* Page extract *
I feel like I’ve finally paid off the karmic debt from last year. A little bit of background: I was sorta seeing a guy friend. I left him and went back to my ex-boyfriend.  Then guy said  he never wanted to talk to me again (or something like that). A year later, I had the exact same thing happen to me ( or something like that). Karma’s a bitch. And the gods have an interesting sense of humor.

Now I should have a clean karmic slate, right?  My friend Sabbie says that karma is really just about positive thinking. And that he’s the one that should have bad karma now. That’s right. Don’t the buddhists believe that one should also be compassionate and understanding?

Anyway, I’m turning (gulp) twenty-eight in a couple of weeks. I’m going to tell people I’m twenty-five because the first three years of my life don’t really count. I mean, if you can’t talk, eat, or go to the bathroom without assistance, then are you really living? So, yeah, I’m turning twenty-five. Or twenty-eight if you believe in technicalities.

Like break-ups, there is something about another birthday that makes you re-evaluate your life. I can’t believe I’m going to be almost thirty.  I really thought I’d be knocked up with a book deal by now. What happened? Oh, I know my “twenties’ happened. That decade of booze, bad boyfriends, and…booze.

If karma really is about positive thinking then I’m going to positively believe that this is the year for me. My friend Vic likes to say “word sound is power”. If I ever said anything negative about myself like “Oh, I don’t think I’ll ever be able to have children” she would yell at me and tell me not say that out loud because if you start believing those negative thoughts then those thoughts start to manifest in your life. Like the Pygmalion effect or self-fulfilling prophecy.

So I guess I’ll remain positive while I cry a tear in my green tea martini on my birthday. But if I could maintain my good karma or positive thinking or however you like to call it, then this would be my wish list for the next couple of years:

1. I would be working professionally as a writer.

* Data under study *
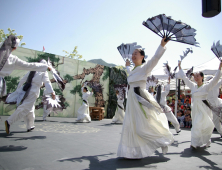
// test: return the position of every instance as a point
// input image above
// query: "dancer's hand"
(163, 43)
(127, 62)
(179, 64)
(220, 65)
(53, 96)
(169, 79)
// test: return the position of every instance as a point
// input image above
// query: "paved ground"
(59, 143)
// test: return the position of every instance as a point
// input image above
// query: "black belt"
(85, 102)
(120, 106)
(216, 110)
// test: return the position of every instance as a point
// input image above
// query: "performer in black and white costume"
(26, 108)
(160, 97)
(120, 113)
(216, 102)
(45, 111)
(9, 62)
(83, 111)
(145, 126)
(201, 114)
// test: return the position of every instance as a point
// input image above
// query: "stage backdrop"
(74, 73)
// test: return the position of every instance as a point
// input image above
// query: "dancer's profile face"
(198, 78)
(137, 57)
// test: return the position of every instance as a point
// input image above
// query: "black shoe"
(179, 131)
(192, 147)
(7, 127)
(29, 130)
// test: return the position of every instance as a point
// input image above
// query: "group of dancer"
(145, 118)
(145, 126)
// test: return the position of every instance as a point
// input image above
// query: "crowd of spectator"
(183, 110)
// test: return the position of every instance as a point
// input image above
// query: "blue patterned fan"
(126, 51)
(174, 30)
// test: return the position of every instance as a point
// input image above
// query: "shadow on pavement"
(28, 138)
(69, 122)
(45, 121)
(200, 153)
(116, 163)
(11, 148)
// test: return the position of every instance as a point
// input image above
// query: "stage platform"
(62, 144)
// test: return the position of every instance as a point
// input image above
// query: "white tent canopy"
(209, 69)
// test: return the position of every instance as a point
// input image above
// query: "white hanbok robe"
(119, 114)
(45, 111)
(216, 102)
(83, 111)
(202, 124)
(27, 108)
(169, 114)
(14, 63)
(144, 129)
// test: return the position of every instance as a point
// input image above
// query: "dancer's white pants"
(172, 118)
(217, 123)
(26, 111)
(45, 112)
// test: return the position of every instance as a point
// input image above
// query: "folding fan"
(151, 82)
(121, 89)
(189, 50)
(174, 30)
(52, 105)
(217, 49)
(56, 76)
(126, 51)
(189, 73)
(185, 53)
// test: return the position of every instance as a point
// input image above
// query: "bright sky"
(98, 27)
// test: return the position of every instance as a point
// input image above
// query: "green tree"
(77, 89)
(11, 83)
(74, 54)
(3, 35)
(68, 78)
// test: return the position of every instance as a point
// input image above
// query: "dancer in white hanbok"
(216, 102)
(119, 114)
(9, 62)
(202, 124)
(145, 126)
(83, 111)
(45, 111)
(27, 108)
(161, 99)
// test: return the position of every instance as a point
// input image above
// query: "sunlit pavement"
(60, 143)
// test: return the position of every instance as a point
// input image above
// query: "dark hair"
(142, 53)
(181, 111)
(158, 95)
(202, 75)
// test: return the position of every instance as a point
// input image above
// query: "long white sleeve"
(128, 69)
(23, 80)
(23, 65)
(154, 60)
(47, 83)
(181, 75)
(214, 81)
(166, 91)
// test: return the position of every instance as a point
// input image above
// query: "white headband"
(17, 42)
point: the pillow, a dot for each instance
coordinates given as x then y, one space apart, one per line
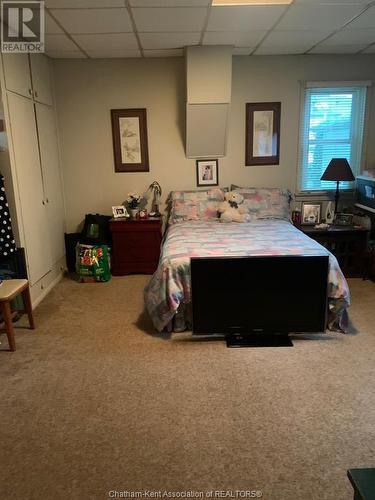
266 203
195 205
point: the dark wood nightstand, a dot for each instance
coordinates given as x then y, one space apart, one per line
347 243
136 245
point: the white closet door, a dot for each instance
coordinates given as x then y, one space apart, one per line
49 154
17 73
30 186
40 73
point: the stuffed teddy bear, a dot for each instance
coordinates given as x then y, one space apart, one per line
232 209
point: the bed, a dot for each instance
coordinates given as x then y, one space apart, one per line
168 294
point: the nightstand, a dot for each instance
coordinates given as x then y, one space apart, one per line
136 245
347 243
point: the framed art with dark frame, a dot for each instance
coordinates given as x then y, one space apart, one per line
263 133
311 213
130 146
207 173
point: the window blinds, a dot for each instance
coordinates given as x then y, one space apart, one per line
332 127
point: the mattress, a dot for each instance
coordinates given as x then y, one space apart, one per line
168 294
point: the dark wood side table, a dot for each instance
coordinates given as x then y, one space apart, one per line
136 245
347 243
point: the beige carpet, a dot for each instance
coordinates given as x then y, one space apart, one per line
93 402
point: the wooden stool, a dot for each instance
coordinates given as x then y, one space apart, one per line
9 289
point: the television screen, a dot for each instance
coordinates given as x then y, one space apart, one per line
260 294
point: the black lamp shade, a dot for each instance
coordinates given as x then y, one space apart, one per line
338 170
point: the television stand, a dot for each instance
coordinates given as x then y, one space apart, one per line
258 340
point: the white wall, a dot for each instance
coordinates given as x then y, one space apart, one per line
86 90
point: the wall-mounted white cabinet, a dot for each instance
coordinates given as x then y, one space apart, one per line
34 153
28 76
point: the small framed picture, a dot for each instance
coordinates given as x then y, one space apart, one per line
119 211
311 213
207 173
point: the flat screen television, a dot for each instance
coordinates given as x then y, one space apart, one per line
259 300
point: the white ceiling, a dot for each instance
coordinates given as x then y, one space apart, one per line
161 28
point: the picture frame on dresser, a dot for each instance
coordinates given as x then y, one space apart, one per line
207 172
311 213
130 143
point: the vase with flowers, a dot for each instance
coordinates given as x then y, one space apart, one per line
133 200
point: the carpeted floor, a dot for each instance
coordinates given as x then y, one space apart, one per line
93 402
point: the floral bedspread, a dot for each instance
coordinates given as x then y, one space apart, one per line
168 294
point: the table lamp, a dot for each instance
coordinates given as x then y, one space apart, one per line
338 170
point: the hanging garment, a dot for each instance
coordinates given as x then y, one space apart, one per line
7 243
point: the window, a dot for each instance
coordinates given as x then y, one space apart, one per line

* Exercise *
Reproduce the karma and birthday post word for word, from "So I guess I’ll" up to and including "as a writer.".

* Result of this task *
So I guess I’ll remain positive while I cry a tear in my green tea martini on my birthday. But if I could maintain my good karma or positive thinking or however you like to call it, then this would be my wish list for the next couple of years:

1. I would be working professionally as a writer.